> _What you need to do_: Please repeat word for word the part of the patch email starting with "In-Reply-To: <20210726153452.113897-1-gorcunov@gmail.com>" and going on through "changed, 303 insertions(+)".

> _Passage to read_:
----------

Tarantool development patches archive
 help / color / mirror / Atom feed
From: Cyrill Gorcunov via Tarantool-patches <tarantool-patches@dev.tarantool.org>
To: tml <tarantool-patches@dev.tarantool.org>
Cc: Vladislav Shpilevoy <v.shpilevoy@tarantool.org>
Subject: [Tarantool-patches] [PATCH v8 6/6] test: replication -- add gh-6036-rollback-confirm
Date: Mon, 26 Jul 2021 18:34:52 +0300
Message-ID: <20210726153452.113897-7-gorcunov@gmail.com> (raw)
In-Reply-To: <20210726153452.113897-1-gorcunov@gmail.com>

Follow-up #6036

Signed-off-by: Cyrill Gorcunov <gorcunov@gmail.com>
---
 test/replication/gh-6036-master.lua           |   1 +
 test/replication/gh-6036-node.lua             |  33 ++++
 test/replication/gh-6036-replica.lua          |   1 +
 .../gh-6036-rollback-confirm.result           | 180 ++++++++++++++++++
 .../gh-6036-rollback-confirm.test.lua         |  88 +++++++++
 5 files changed, 303 insertions(+)

----------

(Dataset rows)
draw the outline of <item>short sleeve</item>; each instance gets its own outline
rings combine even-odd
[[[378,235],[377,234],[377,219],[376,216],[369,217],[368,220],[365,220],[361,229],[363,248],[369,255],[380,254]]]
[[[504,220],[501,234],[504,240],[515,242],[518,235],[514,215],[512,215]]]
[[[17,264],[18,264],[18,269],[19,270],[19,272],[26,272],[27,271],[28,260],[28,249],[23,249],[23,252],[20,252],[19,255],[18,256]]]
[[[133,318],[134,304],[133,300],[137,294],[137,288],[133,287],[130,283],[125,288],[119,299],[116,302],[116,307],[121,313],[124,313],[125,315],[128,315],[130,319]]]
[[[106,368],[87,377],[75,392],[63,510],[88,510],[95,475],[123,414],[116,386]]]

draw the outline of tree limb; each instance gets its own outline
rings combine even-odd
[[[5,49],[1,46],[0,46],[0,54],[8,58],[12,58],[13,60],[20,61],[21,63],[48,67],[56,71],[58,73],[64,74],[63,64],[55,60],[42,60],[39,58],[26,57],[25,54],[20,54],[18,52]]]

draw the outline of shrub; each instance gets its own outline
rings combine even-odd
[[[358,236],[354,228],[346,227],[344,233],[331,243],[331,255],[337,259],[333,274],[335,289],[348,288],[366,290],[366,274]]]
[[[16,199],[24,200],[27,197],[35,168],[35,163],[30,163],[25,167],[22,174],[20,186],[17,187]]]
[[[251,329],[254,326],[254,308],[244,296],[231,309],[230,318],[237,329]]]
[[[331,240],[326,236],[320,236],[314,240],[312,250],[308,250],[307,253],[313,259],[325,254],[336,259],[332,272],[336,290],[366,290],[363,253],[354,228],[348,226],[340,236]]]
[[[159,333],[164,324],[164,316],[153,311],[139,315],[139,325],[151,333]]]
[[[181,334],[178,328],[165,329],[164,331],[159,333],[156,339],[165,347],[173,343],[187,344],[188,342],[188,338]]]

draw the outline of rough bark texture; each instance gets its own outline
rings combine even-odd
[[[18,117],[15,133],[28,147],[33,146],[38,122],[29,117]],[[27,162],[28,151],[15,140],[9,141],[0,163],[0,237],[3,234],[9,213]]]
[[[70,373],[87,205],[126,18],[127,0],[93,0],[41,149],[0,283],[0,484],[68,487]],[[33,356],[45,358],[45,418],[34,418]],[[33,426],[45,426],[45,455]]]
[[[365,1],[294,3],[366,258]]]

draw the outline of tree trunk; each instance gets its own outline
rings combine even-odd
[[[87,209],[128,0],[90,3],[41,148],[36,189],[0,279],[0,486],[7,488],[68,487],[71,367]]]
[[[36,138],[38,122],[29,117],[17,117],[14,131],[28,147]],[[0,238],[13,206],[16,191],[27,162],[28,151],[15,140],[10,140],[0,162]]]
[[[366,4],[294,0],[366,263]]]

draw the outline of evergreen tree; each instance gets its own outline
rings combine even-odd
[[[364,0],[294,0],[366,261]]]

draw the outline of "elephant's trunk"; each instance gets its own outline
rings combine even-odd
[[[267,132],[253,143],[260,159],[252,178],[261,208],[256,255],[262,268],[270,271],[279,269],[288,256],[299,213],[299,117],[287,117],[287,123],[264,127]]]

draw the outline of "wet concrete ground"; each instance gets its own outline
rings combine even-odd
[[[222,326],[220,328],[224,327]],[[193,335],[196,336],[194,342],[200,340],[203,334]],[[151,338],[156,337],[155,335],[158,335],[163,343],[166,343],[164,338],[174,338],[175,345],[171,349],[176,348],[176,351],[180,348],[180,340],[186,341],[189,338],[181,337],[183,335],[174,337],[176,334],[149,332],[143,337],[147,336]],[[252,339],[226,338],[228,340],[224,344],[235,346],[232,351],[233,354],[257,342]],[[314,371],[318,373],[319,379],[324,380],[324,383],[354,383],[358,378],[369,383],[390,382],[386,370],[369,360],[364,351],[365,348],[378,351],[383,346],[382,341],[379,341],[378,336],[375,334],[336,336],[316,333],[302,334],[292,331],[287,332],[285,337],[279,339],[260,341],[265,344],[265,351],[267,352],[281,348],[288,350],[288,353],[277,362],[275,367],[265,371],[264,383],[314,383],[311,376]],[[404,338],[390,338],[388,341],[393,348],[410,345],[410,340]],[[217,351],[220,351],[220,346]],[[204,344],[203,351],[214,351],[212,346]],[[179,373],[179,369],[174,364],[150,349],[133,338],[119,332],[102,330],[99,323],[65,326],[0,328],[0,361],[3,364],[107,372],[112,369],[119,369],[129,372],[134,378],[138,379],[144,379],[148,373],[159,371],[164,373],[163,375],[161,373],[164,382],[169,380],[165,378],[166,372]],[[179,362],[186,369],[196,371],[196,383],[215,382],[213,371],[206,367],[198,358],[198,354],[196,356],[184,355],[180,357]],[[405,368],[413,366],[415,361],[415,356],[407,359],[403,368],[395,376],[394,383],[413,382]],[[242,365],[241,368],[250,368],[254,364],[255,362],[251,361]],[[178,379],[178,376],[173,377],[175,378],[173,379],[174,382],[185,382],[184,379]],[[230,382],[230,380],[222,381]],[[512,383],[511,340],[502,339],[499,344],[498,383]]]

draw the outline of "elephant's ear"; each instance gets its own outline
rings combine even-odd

----------

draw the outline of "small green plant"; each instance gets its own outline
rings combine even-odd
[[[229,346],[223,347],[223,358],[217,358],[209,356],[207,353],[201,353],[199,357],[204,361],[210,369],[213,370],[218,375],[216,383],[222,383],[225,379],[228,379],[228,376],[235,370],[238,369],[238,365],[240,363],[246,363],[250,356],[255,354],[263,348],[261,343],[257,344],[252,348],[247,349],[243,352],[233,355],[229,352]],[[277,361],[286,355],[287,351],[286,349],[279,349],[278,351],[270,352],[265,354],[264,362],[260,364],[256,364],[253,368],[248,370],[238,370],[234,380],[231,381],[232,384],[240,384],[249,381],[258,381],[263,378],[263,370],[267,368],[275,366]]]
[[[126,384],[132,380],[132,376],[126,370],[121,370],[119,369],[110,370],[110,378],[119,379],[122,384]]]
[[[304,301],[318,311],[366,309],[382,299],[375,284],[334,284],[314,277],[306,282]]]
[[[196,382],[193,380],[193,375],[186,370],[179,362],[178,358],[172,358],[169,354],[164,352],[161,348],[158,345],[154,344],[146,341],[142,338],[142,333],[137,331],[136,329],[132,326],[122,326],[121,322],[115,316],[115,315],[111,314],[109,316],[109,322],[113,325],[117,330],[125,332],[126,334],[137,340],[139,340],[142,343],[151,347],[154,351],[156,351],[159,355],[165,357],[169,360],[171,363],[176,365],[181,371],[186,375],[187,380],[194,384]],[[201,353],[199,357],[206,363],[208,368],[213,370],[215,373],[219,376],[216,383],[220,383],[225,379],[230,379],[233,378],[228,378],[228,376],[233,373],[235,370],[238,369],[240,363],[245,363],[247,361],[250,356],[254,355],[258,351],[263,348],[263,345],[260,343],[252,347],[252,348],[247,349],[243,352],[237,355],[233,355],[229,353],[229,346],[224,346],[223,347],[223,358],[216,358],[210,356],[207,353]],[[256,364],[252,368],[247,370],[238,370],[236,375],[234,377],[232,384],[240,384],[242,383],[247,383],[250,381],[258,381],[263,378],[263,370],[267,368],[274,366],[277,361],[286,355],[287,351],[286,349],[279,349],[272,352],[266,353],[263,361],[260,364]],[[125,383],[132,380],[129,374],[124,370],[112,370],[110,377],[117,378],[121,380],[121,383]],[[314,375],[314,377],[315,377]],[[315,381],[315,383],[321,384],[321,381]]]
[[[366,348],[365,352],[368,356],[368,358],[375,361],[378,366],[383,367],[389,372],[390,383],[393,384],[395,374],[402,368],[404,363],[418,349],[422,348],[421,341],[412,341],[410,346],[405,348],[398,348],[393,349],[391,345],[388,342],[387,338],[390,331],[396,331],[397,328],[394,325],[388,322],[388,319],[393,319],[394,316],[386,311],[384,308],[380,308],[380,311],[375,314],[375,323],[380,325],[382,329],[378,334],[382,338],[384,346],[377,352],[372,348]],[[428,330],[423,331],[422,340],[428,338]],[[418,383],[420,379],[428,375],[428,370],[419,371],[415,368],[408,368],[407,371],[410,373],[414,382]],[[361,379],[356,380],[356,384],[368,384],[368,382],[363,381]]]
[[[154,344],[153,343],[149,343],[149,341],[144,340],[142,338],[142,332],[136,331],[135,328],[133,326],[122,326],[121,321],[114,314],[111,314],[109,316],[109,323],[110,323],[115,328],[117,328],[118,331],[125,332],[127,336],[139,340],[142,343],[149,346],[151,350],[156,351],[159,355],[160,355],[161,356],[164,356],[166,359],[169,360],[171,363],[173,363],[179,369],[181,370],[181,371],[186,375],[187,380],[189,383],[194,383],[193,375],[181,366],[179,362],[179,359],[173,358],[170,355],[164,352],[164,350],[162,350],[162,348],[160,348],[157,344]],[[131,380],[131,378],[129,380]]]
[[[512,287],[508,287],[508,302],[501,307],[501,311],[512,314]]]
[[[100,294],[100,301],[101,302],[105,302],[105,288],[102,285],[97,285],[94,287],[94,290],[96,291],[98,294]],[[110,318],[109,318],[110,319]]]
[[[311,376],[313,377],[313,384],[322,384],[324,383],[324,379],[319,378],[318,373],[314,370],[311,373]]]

----------

> _Full solution_:
In-Reply-To: <20210726153452.113897-1-gorcunov@gmail.com>

Follow-up #6036

Signed-off-by: Cyrill Gorcunov <gorcunov@gmail.com>
---
 test/replication/gh-6036-master.lua           |   1 +
 test/replication/gh-6036-node.lua             |  33 ++++
 test/replication/gh-6036-replica.lua          |   1 +
 .../gh-6036-rollback-confirm.result           | 180 ++++++++++++++++++
 .../gh-6036-rollback-confirm.test.lua         |  88 +++++++++
 5 files changed, 303 insertions(+)